* Start DOCUMENT PASSAGE *

We ended up seeing a lot of ATVs and the drivers kept joking “you’re almost there”. We chatted a little and they offered some water, but were were all set and of course had the routes in the Garmins, so joked with them we weren’t fooled. This is one of the really awesome things about riding in this kind of remote area, the people are super relaxed and friendly! While the ride up was hard, the descent was tiring having to be on the brakes a lot, but at least it was much quicker.


Once back on paved roads, it was gently downhill all the way into Elkins from the south. The weather forecast was for thunderstorms all afternoon, but thankfully, we were off Bemis Road over Cheat Mountain before we had any significant precipitation. The ascent would have been a slippery mess in the rain. We never had much direct rain but the ground near Elkins had a lot of puddles, so we must have gotten lucky. We cruised into Elkins as the sun came out and it was quite hot. Even though the day was the shortest at about 60 miles we were pretty tired from the Cheat Mountain climb and really had not had any real food all day, just cliff bars and a gel, so I was ready to be done and not thinking particularly clearly, getting a little turned around (maybe just old age and declining sense of direction?). We arrived at our lodging for the evening, The Brewstel on Davis St. in the center of Elkins.

* End DOCUMENT PASSAGE *

GIVEN PROBLEM A -
Answer these about the ride account:
(i) What vehicles did the riders see a lot of on the way?
(ii) About how many miles long was the day?
(iii) Where did they stay that evening?
The ride account has no connection to the rows.

* Start DATASET EXTRACT *

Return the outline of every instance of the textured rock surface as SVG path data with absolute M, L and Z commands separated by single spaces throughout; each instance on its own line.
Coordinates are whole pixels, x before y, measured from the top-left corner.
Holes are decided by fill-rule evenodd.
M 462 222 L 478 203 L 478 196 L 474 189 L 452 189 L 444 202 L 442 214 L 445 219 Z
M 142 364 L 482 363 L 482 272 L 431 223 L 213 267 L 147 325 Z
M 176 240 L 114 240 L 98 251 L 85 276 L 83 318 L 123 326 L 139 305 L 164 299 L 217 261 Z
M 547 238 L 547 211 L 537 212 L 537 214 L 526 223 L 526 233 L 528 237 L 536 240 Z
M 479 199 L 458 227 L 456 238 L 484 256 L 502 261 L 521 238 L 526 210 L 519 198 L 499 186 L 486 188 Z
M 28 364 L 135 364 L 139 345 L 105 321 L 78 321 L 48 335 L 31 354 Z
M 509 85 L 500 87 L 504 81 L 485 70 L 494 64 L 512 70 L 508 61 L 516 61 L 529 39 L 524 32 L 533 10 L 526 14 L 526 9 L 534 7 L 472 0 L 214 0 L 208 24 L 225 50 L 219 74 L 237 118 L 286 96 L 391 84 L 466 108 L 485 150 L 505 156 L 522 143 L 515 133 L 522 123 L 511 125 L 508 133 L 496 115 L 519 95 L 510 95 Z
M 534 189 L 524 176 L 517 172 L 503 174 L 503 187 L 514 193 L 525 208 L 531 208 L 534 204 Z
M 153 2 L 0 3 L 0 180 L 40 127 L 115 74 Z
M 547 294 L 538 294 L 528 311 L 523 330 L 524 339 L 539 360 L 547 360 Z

* End DATASET EXTRACT *

GIVEN PROBLEM B - Can you format the rows that follow the ride account as a numbered list, leaving out any blank lines?

FULL RESPONSE A -
(i) ATVs
(ii) About 60 miles
(iii) The Brewstel on Davis St. in the center of Elkins

FULL RESPONSE B -
1. Return the outline of every instance of the textured rock surface as SVG path data with absolute M, L and Z commands separated by single spaces throughout; each instance on its own line.
2. Coordinates are whole pixels, x before y, measured from the top-left corner.
3. Holes are decided by fill-rule evenodd.
4. M 462 222 L 478 203 L 478 196 L 474 189 L 452 189 L 444 202 L 442 214 L 445 219 Z
5. M 142 364 L 482 363 L 482 272 L 431 223 L 213 267 L 147 325 Z
6. M 176 240 L 114 240 L 98 251 L 85 276 L 83 318 L 123 326 L 139 305 L 164 299 L 217 261 Z
7. M 547 238 L 547 211 L 537 212 L 537 214 L 526 223 L 526 233 L 528 237 L 536 240 Z
8. M 479 199 L 458 227 L 456 238 L 484 256 L 502 261 L 521 238 L 526 210 L 519 198 L 499 186 L 486 188 Z
9. M 28 364 L 135 364 L 139 345 L 105 321 L 78 321 L 48 335 L 31 354 Z
10. M 509 85 L 500 87 L 504 81 L 485 70 L 494 64 L 512 70 L 508 61 L 516 61 L 529 39 L 524 32 L 533 10 L 526 14 L 526 9 L 534 7 L 472 0 L 214 0 L 208 24 L 225 50 L 219 74 L 237 118 L 286 96 L 391 84 L 466 108 L 485 150 L 505 156 L 522 143 L 515 133 L 522 123 L 511 125 L 508 133 L 496 115 L 519 95 L 510 95 Z
11. M 534 189 L 524 176 L 517 172 L 503 174 L 503 187 L 514 193 L 525 208 L 531 208 L 534 204 Z
12. M 153 2 L 0 3 L 0 180 L 40 127 L 115 74 Z
13. M 547 294 L 538 294 L 528 311 L 523 330 L 524 339 L 539 360 L 547 360 Z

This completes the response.